## What needs to be done
Revise the listing from the line holding "landing gear strut" through the end of the listing, inclusive, substituting "cockpit canopy" for "windshield" and leaving everything else unchanged.

— start Provided records —

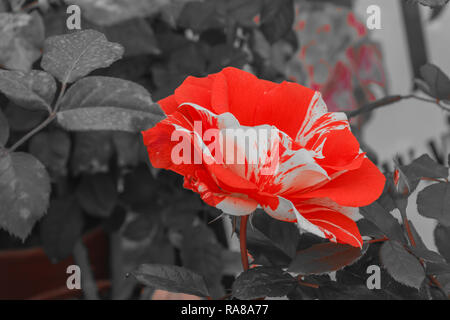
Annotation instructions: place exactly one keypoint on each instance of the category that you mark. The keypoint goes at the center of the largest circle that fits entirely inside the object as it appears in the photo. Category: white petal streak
(287, 212)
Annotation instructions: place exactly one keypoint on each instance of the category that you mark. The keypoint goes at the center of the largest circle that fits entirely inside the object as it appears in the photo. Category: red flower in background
(321, 177)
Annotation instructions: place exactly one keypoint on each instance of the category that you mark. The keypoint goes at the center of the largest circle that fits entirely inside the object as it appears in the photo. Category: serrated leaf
(72, 56)
(401, 265)
(52, 149)
(172, 279)
(277, 18)
(4, 129)
(437, 81)
(263, 282)
(200, 16)
(324, 257)
(442, 241)
(381, 218)
(423, 167)
(111, 104)
(24, 192)
(283, 234)
(33, 90)
(61, 228)
(434, 202)
(97, 194)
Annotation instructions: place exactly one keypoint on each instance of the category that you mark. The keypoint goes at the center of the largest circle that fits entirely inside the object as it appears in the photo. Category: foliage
(71, 156)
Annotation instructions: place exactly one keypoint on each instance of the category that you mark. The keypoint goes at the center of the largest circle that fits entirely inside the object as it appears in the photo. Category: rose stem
(243, 241)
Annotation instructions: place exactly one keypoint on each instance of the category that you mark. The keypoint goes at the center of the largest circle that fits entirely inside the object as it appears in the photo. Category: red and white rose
(318, 174)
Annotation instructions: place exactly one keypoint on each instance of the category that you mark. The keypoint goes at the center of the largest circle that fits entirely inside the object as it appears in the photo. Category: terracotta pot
(29, 274)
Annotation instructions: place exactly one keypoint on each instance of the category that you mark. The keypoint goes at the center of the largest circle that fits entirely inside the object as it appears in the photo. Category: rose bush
(322, 174)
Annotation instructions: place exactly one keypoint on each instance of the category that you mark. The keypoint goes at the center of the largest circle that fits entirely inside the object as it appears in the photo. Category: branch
(44, 124)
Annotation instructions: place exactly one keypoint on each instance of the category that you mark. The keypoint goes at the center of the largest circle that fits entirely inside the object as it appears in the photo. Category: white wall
(410, 123)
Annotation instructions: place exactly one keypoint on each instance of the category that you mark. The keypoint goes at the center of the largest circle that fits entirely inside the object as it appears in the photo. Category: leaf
(401, 265)
(324, 257)
(434, 202)
(277, 18)
(21, 119)
(24, 192)
(33, 90)
(171, 278)
(111, 104)
(427, 255)
(100, 91)
(437, 81)
(284, 235)
(141, 227)
(91, 152)
(4, 129)
(367, 228)
(432, 3)
(423, 167)
(381, 218)
(437, 268)
(52, 148)
(442, 240)
(201, 253)
(129, 148)
(97, 194)
(61, 228)
(21, 39)
(263, 282)
(72, 56)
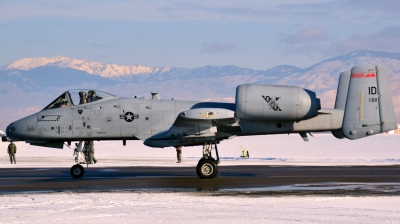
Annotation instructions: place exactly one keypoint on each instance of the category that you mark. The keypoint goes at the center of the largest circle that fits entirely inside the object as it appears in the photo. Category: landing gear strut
(207, 167)
(77, 171)
(83, 155)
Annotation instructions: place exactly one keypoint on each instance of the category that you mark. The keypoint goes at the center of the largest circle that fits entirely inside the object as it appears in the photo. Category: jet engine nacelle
(273, 102)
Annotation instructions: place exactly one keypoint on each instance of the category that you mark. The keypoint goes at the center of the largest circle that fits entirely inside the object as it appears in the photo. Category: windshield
(76, 97)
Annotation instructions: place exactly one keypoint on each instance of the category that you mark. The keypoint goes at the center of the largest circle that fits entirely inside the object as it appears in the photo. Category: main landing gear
(207, 168)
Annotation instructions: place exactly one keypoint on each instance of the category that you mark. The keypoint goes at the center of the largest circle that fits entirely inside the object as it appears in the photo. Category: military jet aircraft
(363, 108)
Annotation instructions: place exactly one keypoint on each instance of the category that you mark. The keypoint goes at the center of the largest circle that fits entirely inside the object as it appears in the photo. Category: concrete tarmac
(255, 179)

— end Provided records —

## The answer
Annotation instructions: place exactly one keypoint on each instance of the category that you mark. The keypoint goes at the center of the largest circle that fits entirely inside the object as it appears in the photo. Category: landing gear strut
(207, 167)
(77, 171)
(83, 155)
Annotation instructions: place exactly one keypoint on each instance of the category that you mark. The keypoint goes at the center of the largest circle that fits entirely inside the object as it appears in the photo. Category: jet engine nacelle
(273, 102)
Annotation instructions: place exactly one keypoint on each instance of the category that you mark. The keypoint goes at the center of the largest circle that fits entirely inside the object as it appears in the photo. Category: cockpit canopy
(76, 97)
Annotation instructions: place exactly one keypoint on each instance of the category that you mark. The keypoint goes at the center of the largest circle that fits entirely inside the object as it appears in the photo. Category: main landing gear
(207, 168)
Annotation instructions: place exactly one keypoint on each instance of the category that you mark. The keypoint goes at the center of the largest circle that fits entirely inside the object as it appears in the photo. Category: military jet aircraft
(363, 108)
Annotation instructions: place exactly one keypoint on each instance of the category that you mark. The keypoint goes at the center of the largest circle that fits entirely inside the object as it appears in the photo. Category: concrete tarmac
(255, 179)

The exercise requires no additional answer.